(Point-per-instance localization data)
━━━━━━━━━━━━━━━━━━━━━━━━━━━━━━
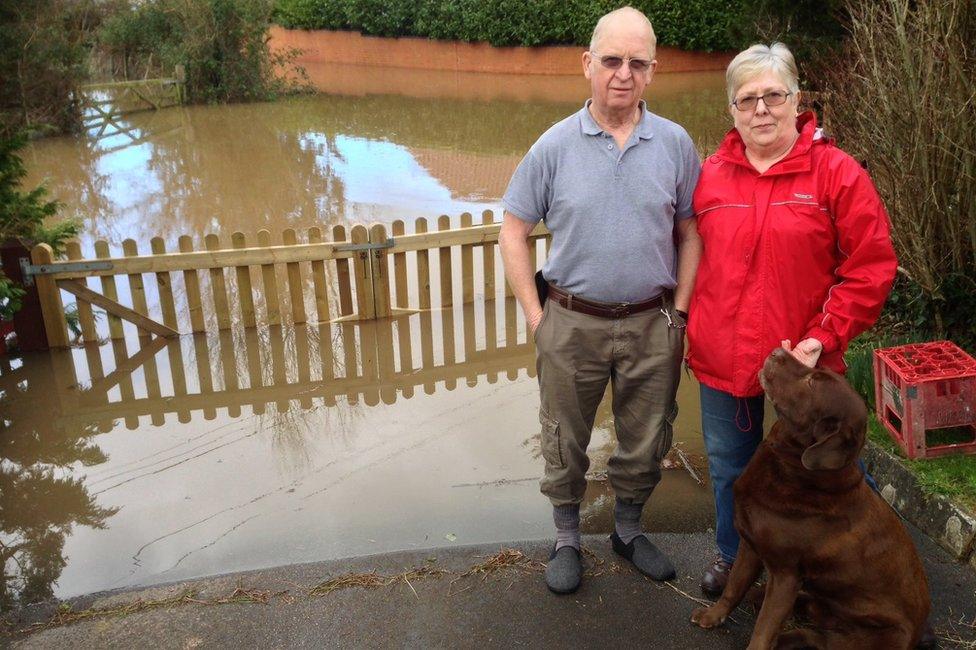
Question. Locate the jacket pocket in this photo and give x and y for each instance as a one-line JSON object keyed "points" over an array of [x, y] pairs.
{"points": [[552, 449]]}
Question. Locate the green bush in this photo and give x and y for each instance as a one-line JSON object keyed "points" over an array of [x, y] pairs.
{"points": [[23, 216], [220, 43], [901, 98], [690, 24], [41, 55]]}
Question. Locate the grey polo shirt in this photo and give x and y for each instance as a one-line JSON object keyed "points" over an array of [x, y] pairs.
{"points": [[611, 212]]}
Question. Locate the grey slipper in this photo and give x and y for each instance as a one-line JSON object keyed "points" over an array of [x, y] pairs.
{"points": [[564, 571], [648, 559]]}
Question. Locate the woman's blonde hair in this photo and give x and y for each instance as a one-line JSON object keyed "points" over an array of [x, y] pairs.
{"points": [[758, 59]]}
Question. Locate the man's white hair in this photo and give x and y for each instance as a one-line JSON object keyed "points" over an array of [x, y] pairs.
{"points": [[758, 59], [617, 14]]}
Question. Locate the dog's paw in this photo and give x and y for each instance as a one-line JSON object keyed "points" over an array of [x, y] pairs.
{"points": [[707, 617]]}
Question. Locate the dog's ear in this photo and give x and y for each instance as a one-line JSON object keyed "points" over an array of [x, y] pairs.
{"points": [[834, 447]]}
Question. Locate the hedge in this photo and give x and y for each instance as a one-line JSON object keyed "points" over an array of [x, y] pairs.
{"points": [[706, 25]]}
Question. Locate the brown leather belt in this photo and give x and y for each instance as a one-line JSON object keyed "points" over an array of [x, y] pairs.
━━━━━━━━━━━━━━━━━━━━━━━━━━━━━━
Write out an exact transcription of the line with "Question. Locate the dog's paw" and of each line after it; stop at the end of the records.

■ **Problem solution**:
Question. Locate the dog's paw in this photo and give x and y for each instance as a one-line JSON object keyed "points" over an array of [x, y] pairs.
{"points": [[707, 617]]}
Question. Locate the dog's ear in this photo and give x and y for each instance as a one-line JSON object keyed "points" over an array of [x, y] pairs.
{"points": [[834, 447]]}
Question. Locate the hedge in this photo and give x and y for each instance as a one-line JSON object keyed "points" over an array of [x, y] pairs.
{"points": [[706, 25]]}
Question. Locate the brown leather belt in this photo and give x and y for each instance as a one-line JSON object keyed "points" over an array of [x, y] pairs.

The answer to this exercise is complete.